**WRITTEN EXERCISE**.
In the data, replace "produce bounding boxes" with "return bounding boxes" throughout the stretch from the line containing "Locate man's beard" through the line containing "[0,36,255,426]", and write out only those lines, otherwise unchanged.

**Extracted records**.
━━━━━━━━━━━━━━━━━━━━
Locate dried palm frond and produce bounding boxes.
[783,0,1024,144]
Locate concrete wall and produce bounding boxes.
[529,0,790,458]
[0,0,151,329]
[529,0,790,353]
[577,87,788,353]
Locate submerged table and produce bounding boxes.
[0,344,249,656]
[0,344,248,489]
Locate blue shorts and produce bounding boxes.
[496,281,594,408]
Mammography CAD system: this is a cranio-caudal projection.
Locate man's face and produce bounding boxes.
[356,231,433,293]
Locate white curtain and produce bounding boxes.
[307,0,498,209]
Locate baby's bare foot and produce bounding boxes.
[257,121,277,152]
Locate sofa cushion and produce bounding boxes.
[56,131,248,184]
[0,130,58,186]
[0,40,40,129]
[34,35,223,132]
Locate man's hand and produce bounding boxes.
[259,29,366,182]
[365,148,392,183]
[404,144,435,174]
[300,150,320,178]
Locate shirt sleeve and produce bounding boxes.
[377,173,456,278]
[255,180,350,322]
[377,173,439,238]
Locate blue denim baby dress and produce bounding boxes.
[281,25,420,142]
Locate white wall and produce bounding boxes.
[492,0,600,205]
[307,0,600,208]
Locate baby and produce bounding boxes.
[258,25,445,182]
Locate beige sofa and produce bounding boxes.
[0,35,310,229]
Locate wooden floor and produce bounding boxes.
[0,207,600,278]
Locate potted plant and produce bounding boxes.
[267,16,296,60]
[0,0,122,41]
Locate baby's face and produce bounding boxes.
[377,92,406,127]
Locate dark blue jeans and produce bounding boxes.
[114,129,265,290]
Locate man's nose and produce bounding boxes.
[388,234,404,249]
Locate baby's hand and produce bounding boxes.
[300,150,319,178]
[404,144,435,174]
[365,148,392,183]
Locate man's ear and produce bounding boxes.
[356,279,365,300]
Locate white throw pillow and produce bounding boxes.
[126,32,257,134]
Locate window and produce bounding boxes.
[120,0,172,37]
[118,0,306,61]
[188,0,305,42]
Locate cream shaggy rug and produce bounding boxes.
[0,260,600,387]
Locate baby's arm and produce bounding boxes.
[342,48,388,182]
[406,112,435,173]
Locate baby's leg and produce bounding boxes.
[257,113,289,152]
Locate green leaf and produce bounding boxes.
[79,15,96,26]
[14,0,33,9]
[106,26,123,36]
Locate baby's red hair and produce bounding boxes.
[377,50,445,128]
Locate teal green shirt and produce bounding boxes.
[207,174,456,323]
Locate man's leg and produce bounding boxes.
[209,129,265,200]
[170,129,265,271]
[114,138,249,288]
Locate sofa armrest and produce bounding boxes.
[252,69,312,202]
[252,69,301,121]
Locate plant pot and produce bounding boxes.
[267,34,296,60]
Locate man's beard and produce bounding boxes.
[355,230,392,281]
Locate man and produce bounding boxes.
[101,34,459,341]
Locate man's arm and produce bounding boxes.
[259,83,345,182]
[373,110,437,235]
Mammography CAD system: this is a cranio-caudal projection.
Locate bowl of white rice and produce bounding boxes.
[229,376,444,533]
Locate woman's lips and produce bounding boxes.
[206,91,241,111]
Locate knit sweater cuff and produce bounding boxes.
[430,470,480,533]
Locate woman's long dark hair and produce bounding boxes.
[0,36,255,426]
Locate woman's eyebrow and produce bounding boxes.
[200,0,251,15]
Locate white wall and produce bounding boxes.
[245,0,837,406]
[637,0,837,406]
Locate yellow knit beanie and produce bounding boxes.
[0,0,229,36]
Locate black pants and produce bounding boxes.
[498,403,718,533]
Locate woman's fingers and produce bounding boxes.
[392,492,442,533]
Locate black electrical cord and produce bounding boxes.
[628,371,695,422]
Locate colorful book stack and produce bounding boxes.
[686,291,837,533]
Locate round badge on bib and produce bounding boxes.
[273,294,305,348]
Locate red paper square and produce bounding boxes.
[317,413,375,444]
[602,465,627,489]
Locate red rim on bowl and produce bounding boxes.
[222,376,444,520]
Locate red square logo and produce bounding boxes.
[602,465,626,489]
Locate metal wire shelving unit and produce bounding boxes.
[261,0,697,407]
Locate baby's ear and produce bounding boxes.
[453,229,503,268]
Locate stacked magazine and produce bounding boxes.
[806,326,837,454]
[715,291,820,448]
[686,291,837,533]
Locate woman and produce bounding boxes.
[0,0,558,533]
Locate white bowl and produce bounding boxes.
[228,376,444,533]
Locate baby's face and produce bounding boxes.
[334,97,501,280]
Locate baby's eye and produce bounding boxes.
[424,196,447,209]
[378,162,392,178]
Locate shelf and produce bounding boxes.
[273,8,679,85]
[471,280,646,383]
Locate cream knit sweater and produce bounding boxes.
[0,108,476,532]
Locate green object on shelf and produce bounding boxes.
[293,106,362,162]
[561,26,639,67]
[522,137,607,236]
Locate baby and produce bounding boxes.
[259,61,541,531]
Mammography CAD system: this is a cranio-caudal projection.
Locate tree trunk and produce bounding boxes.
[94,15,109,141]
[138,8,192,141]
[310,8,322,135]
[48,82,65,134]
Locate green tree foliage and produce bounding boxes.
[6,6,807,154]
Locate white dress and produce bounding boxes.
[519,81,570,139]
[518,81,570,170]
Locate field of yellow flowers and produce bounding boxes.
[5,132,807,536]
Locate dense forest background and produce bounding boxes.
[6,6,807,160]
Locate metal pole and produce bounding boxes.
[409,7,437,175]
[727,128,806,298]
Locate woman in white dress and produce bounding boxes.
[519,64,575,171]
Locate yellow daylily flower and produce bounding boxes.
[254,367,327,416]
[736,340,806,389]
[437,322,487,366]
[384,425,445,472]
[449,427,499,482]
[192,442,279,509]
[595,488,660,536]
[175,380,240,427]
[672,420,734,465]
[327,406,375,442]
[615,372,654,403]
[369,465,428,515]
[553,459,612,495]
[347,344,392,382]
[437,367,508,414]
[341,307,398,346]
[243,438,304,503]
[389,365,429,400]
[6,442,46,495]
━━━━━━━━━━━━━━━━━━━━
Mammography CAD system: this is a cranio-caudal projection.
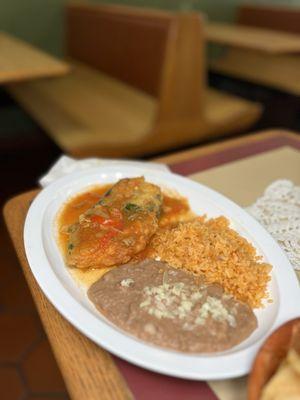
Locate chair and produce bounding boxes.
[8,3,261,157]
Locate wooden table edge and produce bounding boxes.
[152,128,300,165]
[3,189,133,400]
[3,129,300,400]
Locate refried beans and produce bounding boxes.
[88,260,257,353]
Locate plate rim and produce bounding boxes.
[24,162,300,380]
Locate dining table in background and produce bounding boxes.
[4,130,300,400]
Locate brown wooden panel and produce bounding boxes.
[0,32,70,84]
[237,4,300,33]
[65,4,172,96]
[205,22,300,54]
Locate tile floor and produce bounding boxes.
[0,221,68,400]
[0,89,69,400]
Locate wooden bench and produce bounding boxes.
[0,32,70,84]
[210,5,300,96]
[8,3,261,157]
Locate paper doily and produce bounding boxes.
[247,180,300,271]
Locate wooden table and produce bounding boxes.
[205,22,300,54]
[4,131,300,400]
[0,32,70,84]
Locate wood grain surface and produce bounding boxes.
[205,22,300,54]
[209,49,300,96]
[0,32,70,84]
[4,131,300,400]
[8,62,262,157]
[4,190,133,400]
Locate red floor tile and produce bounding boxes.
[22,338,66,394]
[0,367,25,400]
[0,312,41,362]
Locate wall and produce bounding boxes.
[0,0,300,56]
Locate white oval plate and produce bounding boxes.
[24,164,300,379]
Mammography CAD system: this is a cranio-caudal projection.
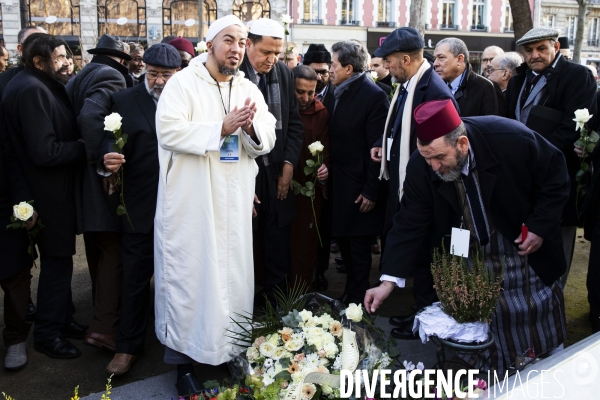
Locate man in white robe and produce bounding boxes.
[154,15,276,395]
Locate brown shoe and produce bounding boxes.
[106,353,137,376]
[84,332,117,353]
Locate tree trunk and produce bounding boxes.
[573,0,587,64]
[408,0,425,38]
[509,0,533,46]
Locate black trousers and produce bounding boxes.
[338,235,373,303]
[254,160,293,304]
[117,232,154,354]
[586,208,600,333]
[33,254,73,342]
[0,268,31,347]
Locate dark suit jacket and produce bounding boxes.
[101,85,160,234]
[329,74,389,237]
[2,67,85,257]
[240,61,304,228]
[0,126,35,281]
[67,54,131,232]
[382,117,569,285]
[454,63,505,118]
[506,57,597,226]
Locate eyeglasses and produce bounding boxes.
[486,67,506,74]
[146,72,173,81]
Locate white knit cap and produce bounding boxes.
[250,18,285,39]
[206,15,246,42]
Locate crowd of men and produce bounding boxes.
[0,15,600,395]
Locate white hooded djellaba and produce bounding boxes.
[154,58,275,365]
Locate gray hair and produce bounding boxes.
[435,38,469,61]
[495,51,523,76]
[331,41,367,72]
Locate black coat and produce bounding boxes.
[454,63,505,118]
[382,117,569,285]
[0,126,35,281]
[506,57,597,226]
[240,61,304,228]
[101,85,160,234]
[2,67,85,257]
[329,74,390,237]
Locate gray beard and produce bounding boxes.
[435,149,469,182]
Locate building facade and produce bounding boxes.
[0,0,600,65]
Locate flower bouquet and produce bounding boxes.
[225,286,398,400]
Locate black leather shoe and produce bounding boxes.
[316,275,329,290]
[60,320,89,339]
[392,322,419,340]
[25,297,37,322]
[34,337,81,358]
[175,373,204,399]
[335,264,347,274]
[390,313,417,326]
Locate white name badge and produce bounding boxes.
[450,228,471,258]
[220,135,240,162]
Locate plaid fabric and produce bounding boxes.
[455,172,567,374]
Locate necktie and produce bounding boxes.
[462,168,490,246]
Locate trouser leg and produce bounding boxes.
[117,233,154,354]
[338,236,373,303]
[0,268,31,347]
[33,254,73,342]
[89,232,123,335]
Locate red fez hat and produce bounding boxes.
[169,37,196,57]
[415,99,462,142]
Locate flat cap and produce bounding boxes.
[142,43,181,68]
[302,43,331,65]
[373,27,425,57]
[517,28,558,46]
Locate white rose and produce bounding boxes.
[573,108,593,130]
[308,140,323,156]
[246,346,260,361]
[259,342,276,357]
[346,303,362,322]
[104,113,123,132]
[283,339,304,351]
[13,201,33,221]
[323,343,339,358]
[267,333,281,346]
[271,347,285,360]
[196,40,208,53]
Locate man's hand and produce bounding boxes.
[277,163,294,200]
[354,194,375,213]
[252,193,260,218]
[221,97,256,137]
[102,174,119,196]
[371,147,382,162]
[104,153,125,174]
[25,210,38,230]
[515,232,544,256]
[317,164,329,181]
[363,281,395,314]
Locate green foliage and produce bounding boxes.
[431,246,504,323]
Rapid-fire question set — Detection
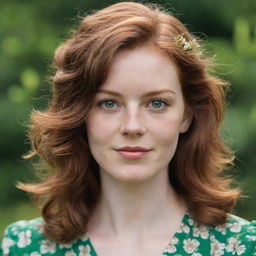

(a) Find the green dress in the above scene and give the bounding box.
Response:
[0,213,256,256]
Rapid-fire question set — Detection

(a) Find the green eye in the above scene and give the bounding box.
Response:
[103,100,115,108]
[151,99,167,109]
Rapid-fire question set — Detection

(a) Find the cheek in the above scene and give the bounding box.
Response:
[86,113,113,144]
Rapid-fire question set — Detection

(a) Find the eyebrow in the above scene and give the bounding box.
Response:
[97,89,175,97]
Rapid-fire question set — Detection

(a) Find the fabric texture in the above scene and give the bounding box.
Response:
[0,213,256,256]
━━━━━━━━━━━━━━━━━━━━
**FULL SOLUTION**.
Locate man's beard and return bounding boxes.
[355,230,392,281]
Locate man and return bounding boxes.
[101,34,459,341]
Locate man's arm and return bounding boxes.
[259,83,345,182]
[373,110,437,235]
Mammography CAD system: this is a cranio-caudal projection.
Locate bowl of white rice and return bounding boxes.
[229,376,444,533]
Locate woman's lips and return bounding boxes.
[206,91,241,111]
Locate knit sweater cuff and return bounding boxes.
[430,470,480,533]
Locate woman's long dark hair and return bounding boxes.
[0,36,255,426]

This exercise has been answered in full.